### Exercise goal:
Write down every entry below once more, exactly.

(Dataset entries)
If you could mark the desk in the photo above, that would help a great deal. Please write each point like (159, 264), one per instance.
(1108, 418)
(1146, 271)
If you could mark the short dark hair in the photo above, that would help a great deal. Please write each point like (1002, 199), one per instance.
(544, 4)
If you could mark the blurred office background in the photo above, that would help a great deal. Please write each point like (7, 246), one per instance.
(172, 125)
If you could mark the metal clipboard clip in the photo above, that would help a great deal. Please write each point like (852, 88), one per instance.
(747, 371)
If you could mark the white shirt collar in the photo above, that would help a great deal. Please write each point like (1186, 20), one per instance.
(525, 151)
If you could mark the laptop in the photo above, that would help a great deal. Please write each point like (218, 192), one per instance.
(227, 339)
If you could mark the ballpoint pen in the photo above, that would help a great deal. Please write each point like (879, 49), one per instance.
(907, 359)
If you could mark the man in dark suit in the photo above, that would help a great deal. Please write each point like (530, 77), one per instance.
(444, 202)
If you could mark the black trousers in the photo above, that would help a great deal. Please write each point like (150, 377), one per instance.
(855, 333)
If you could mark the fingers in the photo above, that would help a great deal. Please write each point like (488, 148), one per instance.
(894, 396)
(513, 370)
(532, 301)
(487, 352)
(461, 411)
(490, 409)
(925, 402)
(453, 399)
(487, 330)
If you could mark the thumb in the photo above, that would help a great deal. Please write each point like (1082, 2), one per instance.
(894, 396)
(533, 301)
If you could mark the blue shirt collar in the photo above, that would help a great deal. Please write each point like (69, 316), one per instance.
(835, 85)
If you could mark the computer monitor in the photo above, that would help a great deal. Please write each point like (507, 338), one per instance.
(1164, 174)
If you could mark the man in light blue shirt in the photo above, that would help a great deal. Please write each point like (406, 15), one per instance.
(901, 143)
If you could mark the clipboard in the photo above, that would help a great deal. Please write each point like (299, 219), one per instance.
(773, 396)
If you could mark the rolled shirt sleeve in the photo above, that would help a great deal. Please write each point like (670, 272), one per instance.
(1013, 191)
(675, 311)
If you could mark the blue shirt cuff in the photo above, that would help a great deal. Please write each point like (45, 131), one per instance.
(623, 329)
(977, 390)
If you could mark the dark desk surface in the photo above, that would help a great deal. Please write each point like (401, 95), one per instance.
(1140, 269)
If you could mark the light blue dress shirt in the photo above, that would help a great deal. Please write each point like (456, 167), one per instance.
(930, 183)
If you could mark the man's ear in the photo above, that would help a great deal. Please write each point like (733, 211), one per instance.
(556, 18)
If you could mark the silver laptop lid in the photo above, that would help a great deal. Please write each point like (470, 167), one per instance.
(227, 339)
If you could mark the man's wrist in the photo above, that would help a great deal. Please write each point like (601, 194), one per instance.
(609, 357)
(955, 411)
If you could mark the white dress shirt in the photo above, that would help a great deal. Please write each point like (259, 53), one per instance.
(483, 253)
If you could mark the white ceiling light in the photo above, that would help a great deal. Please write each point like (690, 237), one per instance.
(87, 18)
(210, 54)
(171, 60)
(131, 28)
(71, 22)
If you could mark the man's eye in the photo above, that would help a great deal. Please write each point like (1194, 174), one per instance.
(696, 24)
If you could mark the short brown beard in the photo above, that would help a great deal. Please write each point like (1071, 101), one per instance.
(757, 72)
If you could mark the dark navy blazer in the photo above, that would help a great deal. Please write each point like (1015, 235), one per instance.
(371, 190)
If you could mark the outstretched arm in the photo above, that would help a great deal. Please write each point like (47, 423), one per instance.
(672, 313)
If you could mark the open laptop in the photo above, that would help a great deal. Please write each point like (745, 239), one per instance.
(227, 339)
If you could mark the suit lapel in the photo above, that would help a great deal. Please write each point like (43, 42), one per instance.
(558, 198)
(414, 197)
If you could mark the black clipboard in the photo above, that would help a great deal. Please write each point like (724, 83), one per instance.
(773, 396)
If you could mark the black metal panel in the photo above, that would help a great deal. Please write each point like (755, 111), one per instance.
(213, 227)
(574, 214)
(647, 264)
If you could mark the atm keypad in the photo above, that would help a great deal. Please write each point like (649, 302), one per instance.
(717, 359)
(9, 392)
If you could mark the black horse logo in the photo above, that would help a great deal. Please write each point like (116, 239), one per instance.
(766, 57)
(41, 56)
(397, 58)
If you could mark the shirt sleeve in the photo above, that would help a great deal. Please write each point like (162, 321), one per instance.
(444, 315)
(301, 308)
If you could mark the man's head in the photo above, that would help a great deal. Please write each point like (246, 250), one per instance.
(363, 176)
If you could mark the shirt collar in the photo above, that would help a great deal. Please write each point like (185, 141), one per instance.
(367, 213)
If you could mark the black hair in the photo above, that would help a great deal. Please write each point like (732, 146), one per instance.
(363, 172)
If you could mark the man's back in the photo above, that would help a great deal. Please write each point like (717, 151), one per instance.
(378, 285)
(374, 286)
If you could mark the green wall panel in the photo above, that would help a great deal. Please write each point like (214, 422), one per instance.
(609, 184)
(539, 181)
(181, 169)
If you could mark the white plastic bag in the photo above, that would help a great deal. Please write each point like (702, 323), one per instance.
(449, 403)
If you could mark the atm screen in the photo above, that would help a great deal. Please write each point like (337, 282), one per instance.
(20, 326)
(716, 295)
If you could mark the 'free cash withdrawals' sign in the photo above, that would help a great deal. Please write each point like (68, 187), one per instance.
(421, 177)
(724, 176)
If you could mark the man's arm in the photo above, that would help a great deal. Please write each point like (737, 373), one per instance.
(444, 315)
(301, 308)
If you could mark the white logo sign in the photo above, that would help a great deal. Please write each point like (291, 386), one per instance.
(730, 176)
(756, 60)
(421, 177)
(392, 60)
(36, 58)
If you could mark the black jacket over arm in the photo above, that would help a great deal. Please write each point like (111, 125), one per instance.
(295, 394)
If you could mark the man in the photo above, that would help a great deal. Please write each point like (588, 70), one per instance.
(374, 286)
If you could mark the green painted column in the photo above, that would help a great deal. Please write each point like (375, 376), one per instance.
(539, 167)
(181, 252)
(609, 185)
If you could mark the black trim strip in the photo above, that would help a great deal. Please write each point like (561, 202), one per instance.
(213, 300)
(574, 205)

### The answer:
If you could mark the desk in the photo above, that would help a great deal. Please write each point like (159, 264), one per instance.
(1108, 418)
(1146, 271)
If you could mark the short dark hair in the photo above, that would help a great deal. Please write each point like (1002, 199), one per instance.
(544, 4)
If you could mark the blurred office background in the photo above, that would help a great deal. Please write each point like (7, 246), one per instance.
(172, 125)
If you could mark the metal clipboard clip in the photo above, that would help a great deal. Please write each point like (852, 88), one per instance.
(747, 371)
If you could mark the white shirt collar in the photo above, that would help a great deal. Please write each point like (1186, 20), one per instance.
(525, 151)
If you could mark the laptop in the photo above, that would help a great deal. Please write each point like (218, 192), one per instance.
(227, 339)
If you could mark the ballpoint pen in the photo above, that would help a great deal. Please write each point like (879, 49), one per instance.
(907, 359)
If you could mark the man in dark suit in the photo above, that would help a great deal. Please write each point like (530, 77), one per instance.
(444, 202)
If you could mark the black trousers in the photo above, that would help a great deal. Please write each point like (150, 377), one per instance.
(855, 333)
If you could mark the fingers in the photo above, that would help a great deal. Please write each point like (488, 148), one per instance.
(894, 396)
(513, 370)
(532, 301)
(487, 352)
(461, 411)
(490, 409)
(925, 402)
(453, 399)
(487, 330)
If you could mark the thumb in the photo above, that would help a great deal. Please write each point like (1082, 2), one per instance.
(894, 396)
(533, 301)
If you could mark the blue shirt collar in the photo above, that would help a great deal. Please write each point like (69, 316), one per instance.
(835, 85)
If you could mark the computer monitor in the photo above, that would help a great deal. Please write each point like (507, 338), one per instance.
(1164, 174)
If you could mark the man in light blue shirt in the photo above, that would help a great deal. Please write each point like (406, 15), one per instance.
(901, 143)
If you could mark the clipboard in the photo above, that would help a great deal. Please write each point like (299, 219), one per instance.
(773, 396)
If you could mark the rolled shirt sleeve in the photo above, that would help a great deal. Please write each point like (670, 272), one per instance.
(1013, 191)
(675, 311)
If you could mark the blue shirt cuff in the photo above, that would help a great deal. Please write each point like (45, 131), one per instance.
(623, 329)
(977, 390)
If you could mark the dark desk surface in the photo above, that would help a great deal. Please write each point like (401, 95), one per instance.
(1140, 269)
If you could mark the light blue dress shirt in the photo above, that would help a great deal. Please write each point like (456, 167), one per instance.
(930, 183)
If you could mark the man's ear in the photo above, that would help a great deal. Please write each point like (733, 211), one per instance.
(556, 18)
If you could mark the silver laptop lid in the photo above, that would help a great deal. Please write each point like (470, 167), one per instance.
(227, 339)
If you could mark the man's wrist in the photo above, that would help a great deal. Please write each point like (601, 194), one per instance.
(609, 357)
(955, 411)
If you could mark the white dress shirt in the photo above, that would help a great deal. Please write each point like (259, 53), one per instance.
(483, 253)
If you could mark the white ceiling light in the photo above, that would help a great deal. Please write each point like (690, 237), one per instance.
(87, 18)
(210, 54)
(171, 60)
(131, 28)
(71, 22)
If you could mark the man's eye in the photo above, that would help a great deal. Please write each point like (1194, 174), one per instance.
(696, 24)
If you could mark the short brown beard in the photo above, that would help a great deal. Please write each point like (1071, 101), one per instance.
(757, 72)
If you could mark the dark navy blazer in the photo above, that would help a great deal. Please write each point like (1015, 235), one per instance.
(371, 190)
If you could mark the outstretched arm in the photo above, that would help a great deal. Please write each point like (47, 423), one per instance.
(672, 313)
If you could mark the open laptop in the photo above, that would help a great deal. Please write each point like (745, 239), one per instance.
(227, 339)
If you could mark the suit lapel in the photo above, that would help a great deal. Please write each point like (43, 42), one per instance.
(558, 198)
(414, 197)
If you could mark the black clipboard in the photo above, that would help a great deal. Please write each point like (724, 83), one per instance.
(773, 396)
If you could mark the black metal panel in the photo above, that would help a great deal. Please write each point like (755, 111), one per instance.
(213, 227)
(574, 214)
(647, 264)
If you could mark the atm keypad in the photo above, that would help a great deal. Please write each point like (649, 302), one per instance.
(717, 359)
(9, 392)
If you could mark the black horse logo in the photo above, that would help a great deal. Please write each point like (116, 239), one per instance.
(766, 57)
(41, 56)
(397, 58)
If you could mark the shirt sleeve in the photo above, that would help a great deal. Please write each point like (162, 321), one per instance.
(444, 315)
(301, 308)
If you could mark the man's head in the photo above, that would help a great deal. Please write each point like (246, 250), one per instance.
(363, 176)
If you could mark the shirt collar in the photo above, that would help a great deal. Please write each point like (185, 141), one per instance.
(367, 213)
If you could mark the black hair in the photo above, that would help a great deal. Please write each point like (732, 146), one per instance.
(363, 172)
If you could mark the man's back in the photo above, that would help a great deal. Please write each point like (717, 151), one per instance.
(378, 285)
(374, 286)
If you could mark the green wall panel in the photo above, that would help a great deal. Please write each point like (214, 422), one per instance.
(609, 184)
(539, 181)
(181, 169)
If you could mark the white plastic bag in the photo above, that would help a great deal. Please write each point like (702, 323), one per instance.
(449, 403)
If you could mark the atm screen in the photo above, that would help a great deal. Please write each point like (337, 282), one per instance.
(20, 326)
(716, 295)
If you could mark the 'free cash withdrawals' sign in the photo above, that would help a great deal. Please write each point like (68, 187), one per instance.
(421, 177)
(724, 176)
If you could mark the man's arm in the photo above, that would help a great deal. Please write each point like (737, 373), one per instance.
(444, 315)
(301, 308)
If you could mark the white logo sign in the photo above, that would help a great deal. Please write each point like (291, 386), one per instance.
(730, 176)
(756, 60)
(421, 177)
(392, 60)
(36, 58)
If you could mark the black jacket over arm in the photo above, that would help a great deal. Please write each point like (111, 125), one per instance.
(295, 394)
If you could mark the man in the photo above, that would help a great deal. Please write each point like (588, 70), one per instance.
(374, 286)
If you could mark the green painted column in the photo above, that would help a great deal. Please write each point like (375, 376), one per instance.
(539, 167)
(181, 252)
(609, 185)
If you could mark the black trim strip in the photo above, that would help a great deal. Please write each point like (561, 202), one per instance.
(213, 300)
(574, 205)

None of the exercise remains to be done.